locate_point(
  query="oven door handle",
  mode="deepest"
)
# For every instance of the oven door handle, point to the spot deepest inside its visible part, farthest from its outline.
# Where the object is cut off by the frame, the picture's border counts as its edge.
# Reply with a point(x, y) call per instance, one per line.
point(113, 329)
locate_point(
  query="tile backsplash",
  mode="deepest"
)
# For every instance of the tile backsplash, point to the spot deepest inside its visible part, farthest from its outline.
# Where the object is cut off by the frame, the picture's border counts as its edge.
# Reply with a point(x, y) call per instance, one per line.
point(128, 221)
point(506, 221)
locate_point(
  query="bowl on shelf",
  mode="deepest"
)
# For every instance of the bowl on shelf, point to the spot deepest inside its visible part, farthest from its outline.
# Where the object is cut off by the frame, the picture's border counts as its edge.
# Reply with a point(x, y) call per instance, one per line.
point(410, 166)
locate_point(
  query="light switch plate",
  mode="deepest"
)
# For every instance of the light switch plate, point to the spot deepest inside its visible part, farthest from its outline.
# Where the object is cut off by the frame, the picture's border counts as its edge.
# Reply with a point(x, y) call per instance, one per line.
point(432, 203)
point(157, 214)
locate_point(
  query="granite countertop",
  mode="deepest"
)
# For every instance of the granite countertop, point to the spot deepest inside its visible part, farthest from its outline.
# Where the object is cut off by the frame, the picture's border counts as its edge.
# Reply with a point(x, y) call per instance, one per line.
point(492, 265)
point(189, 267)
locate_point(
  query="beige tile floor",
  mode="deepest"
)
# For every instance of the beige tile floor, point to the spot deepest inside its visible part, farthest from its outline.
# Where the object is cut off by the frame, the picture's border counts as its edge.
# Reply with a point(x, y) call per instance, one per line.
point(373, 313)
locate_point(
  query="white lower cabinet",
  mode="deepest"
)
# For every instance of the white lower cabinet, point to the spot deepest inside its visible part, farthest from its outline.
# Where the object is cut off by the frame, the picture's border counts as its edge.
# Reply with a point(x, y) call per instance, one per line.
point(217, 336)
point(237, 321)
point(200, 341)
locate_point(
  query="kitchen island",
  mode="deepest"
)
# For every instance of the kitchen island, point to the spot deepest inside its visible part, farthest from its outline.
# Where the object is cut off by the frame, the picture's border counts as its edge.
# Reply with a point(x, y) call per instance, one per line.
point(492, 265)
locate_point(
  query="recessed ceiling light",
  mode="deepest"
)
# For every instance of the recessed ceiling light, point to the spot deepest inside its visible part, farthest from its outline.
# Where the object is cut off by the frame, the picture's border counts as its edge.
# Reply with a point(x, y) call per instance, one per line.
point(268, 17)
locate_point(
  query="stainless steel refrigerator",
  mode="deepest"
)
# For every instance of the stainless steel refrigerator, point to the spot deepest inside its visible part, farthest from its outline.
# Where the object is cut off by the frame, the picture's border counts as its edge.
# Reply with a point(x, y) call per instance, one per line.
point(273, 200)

━━━

## WHAT YOU ARE ASKED TO DO
Copy all of the data above character for character, leaving nothing out.

## CORRECT ANSWER
locate_point(
  query="oven door handle",
  mode="deepest"
)
# For every instance of the oven door handle, point to the spot deepest inside its visible part, farthest from its outline.
# Where the object is cut off by the frame, the picture's border counts as its edge.
# Reply with a point(x, y) call per instance, one per line.
point(113, 329)
locate_point(
  query="tile backsplash",
  mode="deepest"
)
# For every instance of the tile backsplash, point to the spot deepest inside its visible part, farthest from its outline.
# Where the object is cut off by the frame, the picture's border counts as its edge.
# Reply with a point(x, y) call per instance, one per line.
point(128, 221)
point(506, 221)
locate_point(
  query="bowl on shelf",
  mode="deepest"
)
# For every instance of the bowl on shelf, point to the spot deepest inside its visible part, farthest from its outline.
# Where the object is cut off by the frame, the picture's border counts as its edge.
# Reply with a point(x, y) call per instance, one per line.
point(410, 166)
locate_point(
  query="light switch plate",
  mode="deepest"
)
# For every instance of the light switch plate, point to the spot deepest inside its visible part, farthest from its outline.
# Where the object is cut off by the frame, the picture's border counts as its edge.
# Reply with a point(x, y) call per instance, one per line.
point(432, 203)
point(157, 214)
locate_point(
  query="granite countertop",
  mode="deepest"
)
# For every instance of the granite countertop, point to the spot deepest inside its visible part, farthest from its outline.
# Where the object is cut off by the frame, the picture's border counts as its edge.
# Reply with a point(x, y) call per instance, one per line.
point(492, 265)
point(189, 267)
locate_point(
  query="beige tile floor",
  mode="deepest"
)
# For every instance of the beige tile floor, point to the spot deepest inside its visible part, farthest from its outline.
# Where the object is cut off by the frame, the picture's border counts as its edge.
# Reply with a point(x, y) call per instance, one per line.
point(373, 313)
locate_point(
  query="white lower cabinet",
  mode="deepest"
)
# For every instance of the white lower cabinet, point to the spot deepest inside its visible part, farthest from its outline.
# Where the object is cut off by the frame, the picture's border counts as its edge.
# Reply with a point(x, y) call per instance, one per line.
point(217, 336)
point(237, 321)
point(200, 341)
locate_point(
  query="kitchen island",
  mode="deepest"
)
# For every instance of the kitchen island, point to the spot deepest inside its visible part, farthest from its outline.
# Where the object is cut off by the frame, the picture's border counts as its edge.
# Reply with a point(x, y) call per instance, one per line.
point(492, 265)
locate_point(
  query="recessed ceiling light",
  mode="deepest"
)
# For every instance of the recessed ceiling light, point to the spot deepest inside its visible part, farthest from its outline.
# Where the object is cut off by the frame, the picture's border counts as its edge.
# Reply with a point(x, y) call per instance, one per line.
point(268, 17)
locate_point(
  query="stainless steel refrigerator",
  mode="deepest"
)
# For every instance of the stainless steel refrigerator, point to the spot deepest inside its visible part, farthest from its outline.
# Where the object is cut off by the frame, the picture's border counts as its edge.
# Reply with a point(x, y) call per instance, one per line.
point(273, 200)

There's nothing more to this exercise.